_WHAT THE EXERCISE ASKS:_
Please answer these from the Pulmicort Flexhaler text:
(a) For what ages is Pulmicort Flexhaler prescribed?
(b) Which chemical does the text name as the main one causing the inflammation?
(c) What can a doctor prescribe for children as young as 1 year?

_PAGE TEXT:_

━━━

Pulmicort Flexhaler contains Budesonide, a glucocorticoid steroid that reduces the inflammation in your airways and helps you gain control over your asthma symptoms, such as coughing and wheezing as your airways become constricted. This is not a rescue inhaler and will not treat an asthma attack in progress so your doctor can prescribe a fast-acting drug to take should one occur. Pulmicort Flexhaler is prescribed for children aged 6 years to adult.
When inhaled as directed, Pulmicort Flexhaler delivers the active ingredient into your lungs. Budesonide then binds to receptor sites on body cells in order to prevent the release of chemicals in your body that cause inflammation as an immune response to your “triggers”, which allows your airways to open up. Triggers that can induce asthma attacks include pollen, dust, pet dander, perfumes, smoke, or environmental factors. Asthma attacks are reduced with regular use of Pulmicort Flexhaler and knowing what your triggers are.
When you are exposed to one of your triggers, your immune system believes there is a danger. To protect you, certain chemicals are produced and released by mast cells in order to contain the threat and start the healing process. Leukotrienes are the main chemical sent that causes the inflammation that narrows the muscles around your airways. When you take the Budesonide into your lungs, it inhibits this action so your airways stay open and allow you to breathe easier.
Some asthma attacks are exercise induced, which can trigger a child’s asthma while taking part in playground activities, or yourself when you jog or go to the gym. There is no cure for asthma, but Pulmicort Flexhaler can make it possible for you to enjoy doing the things that bring you pleasure without the worry of an asthma attack.
Tell your doctor about other Rx drugs and OTC medicine you are taking, including herbal remedies and vitamin supplements as any of these could increase the chance of a side effect from Pulmicort Flexhaler. Discuss your medical history to rule out any conditions you have that could interfere with using Pulmicort Flexhaler. If you are pregnant, may become pregnant, or are breast-feeding, ask your doctor if using Pulmicort Flexhaler is safe for your unborn or nursing baby.
Pulmicort Flexhaler should be used regularly to prevent asthma attacks, but it should not be used to treat a sudden asthma attack. Your doctor will prescribe a separate medication for this purpose. Never share Budesonide or other medications with anyone else.
For children as young as 1 year, your doctor can prescribe Pulmicort Respules as this is a better way for young ones to use a lightweight mask and breathe in the fine mist to help control their asthma as opposed to learning how to inhale through the Flexhaler.

━━━

_RECORD SET:_
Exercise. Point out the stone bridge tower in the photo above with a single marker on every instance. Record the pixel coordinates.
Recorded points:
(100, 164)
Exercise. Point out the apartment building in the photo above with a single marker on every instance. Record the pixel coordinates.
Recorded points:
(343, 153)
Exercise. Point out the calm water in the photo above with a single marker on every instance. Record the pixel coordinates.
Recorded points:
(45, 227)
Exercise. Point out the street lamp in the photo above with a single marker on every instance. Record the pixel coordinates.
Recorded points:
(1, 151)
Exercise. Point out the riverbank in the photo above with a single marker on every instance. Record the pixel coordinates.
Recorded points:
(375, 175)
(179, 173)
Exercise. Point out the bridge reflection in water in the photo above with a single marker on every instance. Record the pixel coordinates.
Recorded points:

━━━

_SOLUTION BELOW:_
(a) Children aged 6 years to adult.
(b) Leukotrienes.
(c) Pulmicort Respules.